DIRECTION 1 ▸ Extract the full passage on font attributes word for word.

PAGE EXCERPT ▸

■ ■ ■ ■

The font attributes fall into several categories, as follows :-
At most one item from each category can be selected in any specification.
The actual interpretation of these various attributes depends on the underlying font system.
The environment variable OI_FONT specifies the default font to use in a window, and OI_FONT_SIZE specifies the default fontsize; if not given the default font size is 12.
Font sizes can also be specified as relative to the default font size, by prefixing with a + or a -, or as a factor of the default font size by prefixing with a *. So for example, if OI_FONT_SIZE was set to “11.5”, then “sans” would be the same as “sans,11.5”, and “sans,+2” would be the same as “sans,13.5”, and “sans,*2” would be the same as “sans,23” A static method, Window.get_default_font_size(), returns the default font size.

■ ■ ■ ■

GIVEN RECORDS ▸

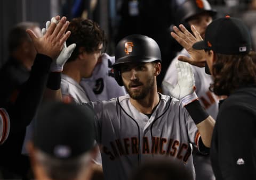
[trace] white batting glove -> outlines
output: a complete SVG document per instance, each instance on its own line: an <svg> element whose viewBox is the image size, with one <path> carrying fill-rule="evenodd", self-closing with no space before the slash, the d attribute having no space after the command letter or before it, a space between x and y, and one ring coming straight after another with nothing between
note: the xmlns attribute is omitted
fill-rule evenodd
<svg viewBox="0 0 256 180"><path fill-rule="evenodd" d="M55 23L58 24L58 21L56 20L54 18L52 18L51 22L47 21L45 25L45 28L42 29L42 35L44 36L47 31L51 23ZM69 57L70 57L72 53L76 48L76 44L73 44L70 45L67 47L67 44L64 42L63 45L62 50L60 53L59 56L58 56L56 60L53 61L51 65L51 72L61 72L63 71L63 66Z"/></svg>
<svg viewBox="0 0 256 180"><path fill-rule="evenodd" d="M183 106L198 99L195 92L195 79L192 67L188 63L177 61L175 65L178 72L177 84L175 87L164 81L163 85L166 86L170 93L174 98L180 99Z"/></svg>

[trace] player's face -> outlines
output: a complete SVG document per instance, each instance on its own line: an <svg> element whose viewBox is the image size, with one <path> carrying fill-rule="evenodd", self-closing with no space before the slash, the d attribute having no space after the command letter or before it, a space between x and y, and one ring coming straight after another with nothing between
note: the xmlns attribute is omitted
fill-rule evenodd
<svg viewBox="0 0 256 180"><path fill-rule="evenodd" d="M142 99L153 89L155 81L154 64L143 63L122 65L121 72L124 86L131 98Z"/></svg>
<svg viewBox="0 0 256 180"><path fill-rule="evenodd" d="M188 21L190 25L194 25L202 37L204 39L206 27L212 22L212 18L207 13L204 13L195 16Z"/></svg>

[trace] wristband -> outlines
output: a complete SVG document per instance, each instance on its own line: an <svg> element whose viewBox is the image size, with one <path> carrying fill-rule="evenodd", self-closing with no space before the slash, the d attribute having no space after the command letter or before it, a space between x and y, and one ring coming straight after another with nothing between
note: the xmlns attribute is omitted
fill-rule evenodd
<svg viewBox="0 0 256 180"><path fill-rule="evenodd" d="M203 108L198 100L187 104L185 106L185 108L196 125L200 123L209 116L209 114Z"/></svg>
<svg viewBox="0 0 256 180"><path fill-rule="evenodd" d="M189 103L198 99L198 98L197 97L196 93L194 91L192 93L185 96L180 99L180 101L182 103L183 106L185 106Z"/></svg>
<svg viewBox="0 0 256 180"><path fill-rule="evenodd" d="M57 90L60 88L61 81L61 73L51 72L48 78L46 87L47 88L53 90Z"/></svg>

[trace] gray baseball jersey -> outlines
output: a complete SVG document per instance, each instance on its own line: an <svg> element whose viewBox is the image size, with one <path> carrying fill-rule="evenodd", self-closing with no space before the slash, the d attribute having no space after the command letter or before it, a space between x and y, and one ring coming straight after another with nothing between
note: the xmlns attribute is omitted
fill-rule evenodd
<svg viewBox="0 0 256 180"><path fill-rule="evenodd" d="M189 56L187 50L185 49L182 49L172 61L164 79L164 80L168 81L173 85L175 85L177 82L177 72L175 67L175 62L178 61L178 57L180 55ZM212 77L205 73L204 67L198 67L195 66L191 66L191 67L195 77L196 93L198 96L199 100L206 112L213 118L216 119L218 112L219 100L217 97L209 90L210 84L212 83L213 81ZM169 94L165 87L163 87L163 90L164 93ZM196 151L193 151L193 154L196 179L215 179L210 157L209 156L203 156Z"/></svg>
<svg viewBox="0 0 256 180"><path fill-rule="evenodd" d="M80 84L71 78L63 74L61 75L61 89L62 96L71 96L76 103L90 101Z"/></svg>
<svg viewBox="0 0 256 180"><path fill-rule="evenodd" d="M195 178L190 143L198 143L197 128L179 101L159 95L150 118L132 105L129 95L89 104L95 113L105 179L126 180L136 166L161 158L184 165Z"/></svg>

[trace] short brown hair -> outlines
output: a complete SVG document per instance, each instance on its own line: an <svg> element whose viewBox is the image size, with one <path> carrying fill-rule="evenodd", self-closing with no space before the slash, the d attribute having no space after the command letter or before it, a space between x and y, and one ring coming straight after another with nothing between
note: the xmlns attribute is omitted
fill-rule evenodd
<svg viewBox="0 0 256 180"><path fill-rule="evenodd" d="M229 95L236 89L256 84L256 53L231 55L216 54L214 78L210 89L217 95Z"/></svg>
<svg viewBox="0 0 256 180"><path fill-rule="evenodd" d="M67 40L67 46L75 43L76 48L68 61L76 59L79 54L79 47L83 47L87 53L98 50L102 43L103 48L106 47L106 39L104 31L98 24L90 20L74 18L70 22L67 31L71 34Z"/></svg>
<svg viewBox="0 0 256 180"><path fill-rule="evenodd" d="M26 30L35 27L39 28L39 24L37 22L26 21L16 24L11 29L8 35L9 52L12 53L16 50L24 41L31 41L32 40L26 32Z"/></svg>

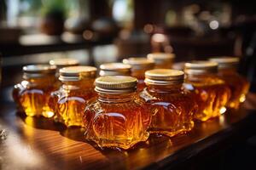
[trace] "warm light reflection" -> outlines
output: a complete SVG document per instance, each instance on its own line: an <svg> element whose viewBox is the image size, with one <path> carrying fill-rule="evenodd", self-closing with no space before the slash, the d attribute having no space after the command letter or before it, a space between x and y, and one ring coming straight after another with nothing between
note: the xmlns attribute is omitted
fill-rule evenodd
<svg viewBox="0 0 256 170"><path fill-rule="evenodd" d="M168 41L166 36L164 34L154 34L152 40L156 42L165 42Z"/></svg>
<svg viewBox="0 0 256 170"><path fill-rule="evenodd" d="M240 101L240 103L242 103L242 102L245 101L245 99L246 99L246 96L245 96L245 94L243 94L241 95L241 97L240 97L240 99L239 99L239 101Z"/></svg>
<svg viewBox="0 0 256 170"><path fill-rule="evenodd" d="M83 37L86 40L90 40L93 37L93 32L91 31L90 31L90 30L85 30L83 32Z"/></svg>
<svg viewBox="0 0 256 170"><path fill-rule="evenodd" d="M212 20L209 26L212 30L216 30L218 28L218 22L217 20Z"/></svg>
<svg viewBox="0 0 256 170"><path fill-rule="evenodd" d="M154 31L154 26L153 26L153 25L151 25L151 24L147 24L147 25L145 25L145 26L144 26L144 28L143 28L143 31L144 31L144 32L146 32L146 33L148 33L148 34L152 33L153 31Z"/></svg>
<svg viewBox="0 0 256 170"><path fill-rule="evenodd" d="M224 112L226 112L227 109L225 107L222 107L220 110L219 110L219 113L222 115L224 114Z"/></svg>

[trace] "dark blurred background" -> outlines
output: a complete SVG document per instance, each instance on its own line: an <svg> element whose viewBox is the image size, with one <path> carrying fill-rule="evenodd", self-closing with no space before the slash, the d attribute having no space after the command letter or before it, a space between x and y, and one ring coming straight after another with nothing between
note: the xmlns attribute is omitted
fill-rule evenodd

■ ■ ■ ■

DIRECTION 2 ▸ Copy the rows character for character, starting at their beginning and ending at the line that contains "106L198 99L195 92L195", including both of those lines. Leave the pictures out of your copy.

WORKED ANSWER 1 ▸
The font attributes fall into several categories, as follows :-
At most one item from each category can be selected in any specification.
The actual interpretation of these various attributes depends on the underlying font system.
The environment variable OI_FONT specifies the default font to use in a window, and OI_FONT_SIZE specifies the default fontsize; if not given the default font size is 12.
Font sizes can also be specified as relative to the default font size, by prefixing with a + or a -, or as a factor of the default font size by prefixing with a *. So for example, if OI_FONT_SIZE was set to “11.5”, then “sans” would be the same as “sans,11.5”, and “sans,+2” would be the same as “sans,13.5”, and “sans,*2” would be the same as “sans,23” A static method, Window.get_default_font_size(), returns the default font size.

WORKED ANSWER 2 ▸
[trace] white batting glove -> outlines
output: a complete SVG document per instance, each instance on its own line: an <svg> element whose viewBox is the image size, with one <path> carrying fill-rule="evenodd", self-closing with no space before the slash, the d attribute having no space after the command letter or before it, a space between x and y, and one ring coming straight after another with nothing between
note: the xmlns attribute is omitted
fill-rule evenodd
<svg viewBox="0 0 256 180"><path fill-rule="evenodd" d="M55 23L58 24L58 21L56 20L54 18L52 18L51 22L47 21L45 25L45 28L42 29L42 35L44 36L47 31L51 23ZM69 57L70 57L72 53L76 48L76 44L73 44L70 45L67 47L67 44L64 42L63 45L62 50L60 53L59 56L58 56L56 60L53 61L51 65L51 72L61 72L63 71L63 66Z"/></svg>
<svg viewBox="0 0 256 180"><path fill-rule="evenodd" d="M183 106L198 99L195 92L195 79L192 67L188 63L177 61L175 65L178 72L177 84L175 87L164 81L163 85L166 86L170 93L174 98L180 99Z"/></svg>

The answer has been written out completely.